:: AIM OF THE TASK ::
Collect each line in the rows below that contains the string "player". Case counts.

:: DATASET EXTRACT ::
──────────

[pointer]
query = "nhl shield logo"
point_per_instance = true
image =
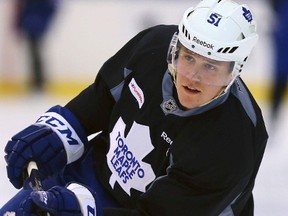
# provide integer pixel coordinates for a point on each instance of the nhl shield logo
(169, 106)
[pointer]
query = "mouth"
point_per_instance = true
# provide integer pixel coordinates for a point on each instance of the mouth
(191, 90)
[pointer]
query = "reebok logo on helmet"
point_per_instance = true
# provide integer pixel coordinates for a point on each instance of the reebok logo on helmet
(203, 43)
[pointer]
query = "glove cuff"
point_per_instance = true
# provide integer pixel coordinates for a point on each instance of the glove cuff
(68, 129)
(85, 198)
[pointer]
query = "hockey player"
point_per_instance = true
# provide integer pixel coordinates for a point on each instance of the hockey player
(186, 139)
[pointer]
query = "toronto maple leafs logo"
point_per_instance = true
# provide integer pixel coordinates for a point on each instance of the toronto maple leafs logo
(247, 14)
(125, 157)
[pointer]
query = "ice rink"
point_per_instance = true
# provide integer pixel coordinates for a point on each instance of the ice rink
(271, 190)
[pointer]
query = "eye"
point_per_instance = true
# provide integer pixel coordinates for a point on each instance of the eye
(210, 67)
(188, 57)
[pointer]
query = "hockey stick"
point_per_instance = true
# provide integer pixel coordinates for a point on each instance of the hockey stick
(35, 180)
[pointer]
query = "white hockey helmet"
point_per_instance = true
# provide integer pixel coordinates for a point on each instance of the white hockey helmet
(222, 30)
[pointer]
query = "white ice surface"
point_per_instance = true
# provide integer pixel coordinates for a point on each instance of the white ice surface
(271, 190)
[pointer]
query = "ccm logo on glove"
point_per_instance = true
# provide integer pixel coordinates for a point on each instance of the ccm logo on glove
(72, 143)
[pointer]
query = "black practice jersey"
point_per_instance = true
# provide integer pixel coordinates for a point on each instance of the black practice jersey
(154, 157)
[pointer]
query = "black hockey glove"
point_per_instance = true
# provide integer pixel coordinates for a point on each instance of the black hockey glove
(56, 139)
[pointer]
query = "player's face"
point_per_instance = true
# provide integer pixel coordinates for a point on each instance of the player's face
(197, 78)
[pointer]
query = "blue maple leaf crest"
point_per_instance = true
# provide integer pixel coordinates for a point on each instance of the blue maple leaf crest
(247, 14)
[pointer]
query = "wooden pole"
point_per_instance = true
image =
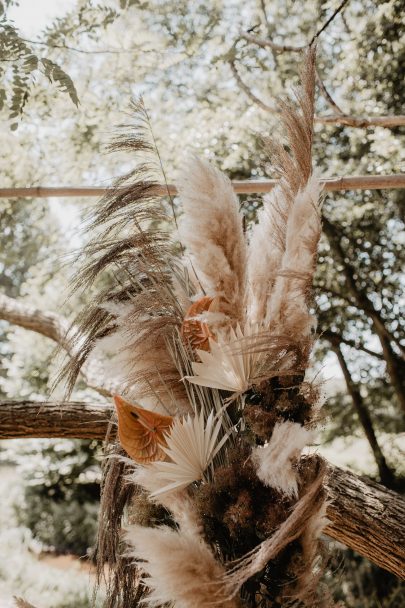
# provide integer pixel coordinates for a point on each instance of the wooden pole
(363, 515)
(332, 184)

──────────

:: RESULT OF THIS EXERCISE ::
query = "hockey player"
# provide integer pixel coordinates for a point on each instance of the hockey player
query = "player's face"
# provide integer pixel coordinates for a point on each instance of the player's face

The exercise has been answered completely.